* _Exercise requirements_:
Show the lines of the material that contain the word "helmet".

* _Excerpted data_:

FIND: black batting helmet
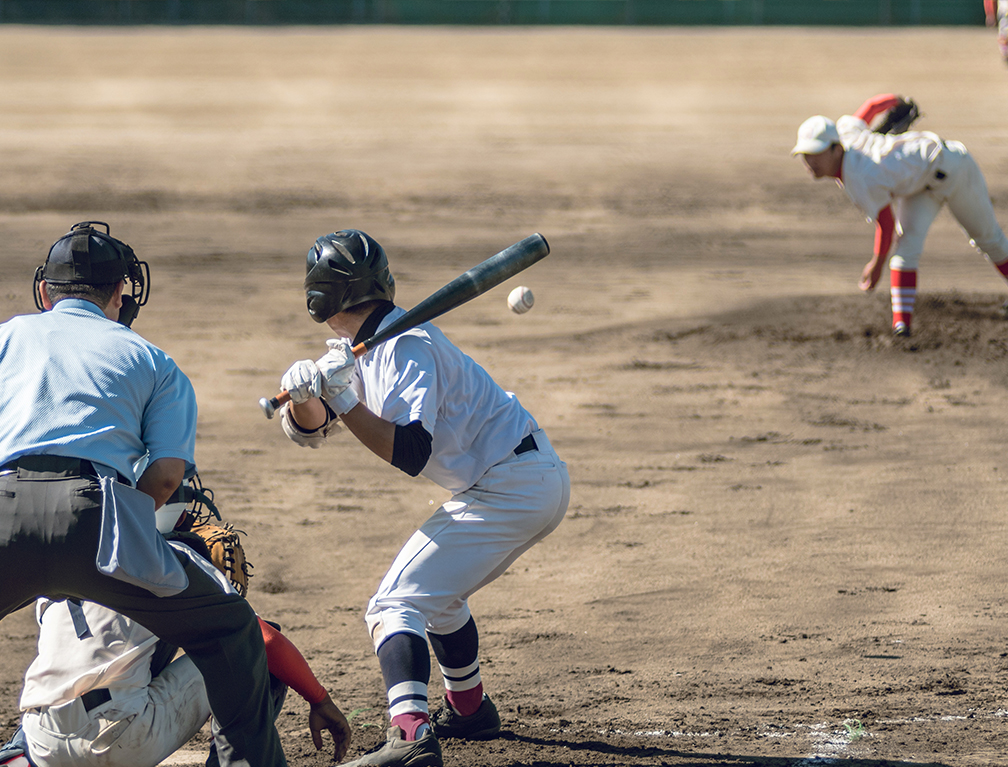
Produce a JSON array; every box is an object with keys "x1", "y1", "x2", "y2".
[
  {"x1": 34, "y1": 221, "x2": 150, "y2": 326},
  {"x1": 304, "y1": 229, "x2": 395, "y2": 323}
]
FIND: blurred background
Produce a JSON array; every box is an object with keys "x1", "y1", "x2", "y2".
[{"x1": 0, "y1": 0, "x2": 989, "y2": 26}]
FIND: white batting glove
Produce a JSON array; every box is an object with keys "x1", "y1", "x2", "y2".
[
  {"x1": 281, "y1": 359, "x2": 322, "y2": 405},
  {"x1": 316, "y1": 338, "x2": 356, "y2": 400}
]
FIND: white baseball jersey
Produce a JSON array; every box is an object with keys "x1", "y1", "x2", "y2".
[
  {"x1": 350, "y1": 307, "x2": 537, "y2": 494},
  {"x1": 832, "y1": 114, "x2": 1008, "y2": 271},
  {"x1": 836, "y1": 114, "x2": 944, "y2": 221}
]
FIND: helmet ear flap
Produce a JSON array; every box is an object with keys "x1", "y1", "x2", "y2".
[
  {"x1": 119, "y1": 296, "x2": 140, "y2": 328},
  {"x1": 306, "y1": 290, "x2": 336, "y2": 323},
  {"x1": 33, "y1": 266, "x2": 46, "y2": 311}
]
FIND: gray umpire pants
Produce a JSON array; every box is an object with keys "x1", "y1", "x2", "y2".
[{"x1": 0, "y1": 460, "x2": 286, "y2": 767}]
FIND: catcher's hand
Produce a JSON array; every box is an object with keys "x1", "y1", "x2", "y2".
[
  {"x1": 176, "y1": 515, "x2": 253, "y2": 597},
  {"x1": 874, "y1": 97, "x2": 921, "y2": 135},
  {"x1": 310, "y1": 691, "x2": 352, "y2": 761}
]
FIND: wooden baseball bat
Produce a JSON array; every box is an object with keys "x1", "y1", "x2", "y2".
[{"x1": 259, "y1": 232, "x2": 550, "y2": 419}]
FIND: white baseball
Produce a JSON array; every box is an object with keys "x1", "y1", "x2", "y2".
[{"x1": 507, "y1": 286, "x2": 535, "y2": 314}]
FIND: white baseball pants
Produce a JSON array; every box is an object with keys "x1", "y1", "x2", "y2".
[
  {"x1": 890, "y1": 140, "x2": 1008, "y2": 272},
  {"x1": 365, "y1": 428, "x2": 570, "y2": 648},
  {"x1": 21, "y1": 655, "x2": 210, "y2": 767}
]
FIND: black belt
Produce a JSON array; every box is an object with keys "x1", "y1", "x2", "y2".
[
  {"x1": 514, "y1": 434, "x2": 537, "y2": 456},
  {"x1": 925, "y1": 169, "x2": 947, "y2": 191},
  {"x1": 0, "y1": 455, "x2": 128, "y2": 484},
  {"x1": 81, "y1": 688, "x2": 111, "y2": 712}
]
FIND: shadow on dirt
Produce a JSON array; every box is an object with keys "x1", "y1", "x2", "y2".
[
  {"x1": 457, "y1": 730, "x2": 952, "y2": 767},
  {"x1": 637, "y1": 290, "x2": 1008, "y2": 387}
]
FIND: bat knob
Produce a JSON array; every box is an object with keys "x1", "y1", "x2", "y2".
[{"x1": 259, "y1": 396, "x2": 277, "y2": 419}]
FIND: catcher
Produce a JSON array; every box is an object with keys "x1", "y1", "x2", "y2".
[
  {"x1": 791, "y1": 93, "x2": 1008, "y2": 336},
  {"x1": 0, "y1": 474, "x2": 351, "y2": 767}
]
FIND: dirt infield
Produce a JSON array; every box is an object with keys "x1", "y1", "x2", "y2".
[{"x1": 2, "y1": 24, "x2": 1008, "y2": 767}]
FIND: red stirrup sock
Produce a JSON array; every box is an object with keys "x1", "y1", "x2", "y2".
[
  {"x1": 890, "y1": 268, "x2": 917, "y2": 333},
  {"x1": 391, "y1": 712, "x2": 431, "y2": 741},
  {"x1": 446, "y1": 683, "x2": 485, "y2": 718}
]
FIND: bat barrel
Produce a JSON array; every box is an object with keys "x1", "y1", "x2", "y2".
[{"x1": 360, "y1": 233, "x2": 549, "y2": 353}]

--

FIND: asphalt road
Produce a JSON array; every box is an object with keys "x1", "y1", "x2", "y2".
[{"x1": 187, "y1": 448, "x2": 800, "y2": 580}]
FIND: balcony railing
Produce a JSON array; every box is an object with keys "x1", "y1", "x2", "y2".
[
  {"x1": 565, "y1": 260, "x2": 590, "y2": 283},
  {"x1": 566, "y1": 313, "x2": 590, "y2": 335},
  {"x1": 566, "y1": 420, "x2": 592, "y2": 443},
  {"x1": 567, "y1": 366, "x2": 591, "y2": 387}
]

* _Task answer_:
FIND: black batting helmet
FIND: helmet ear flap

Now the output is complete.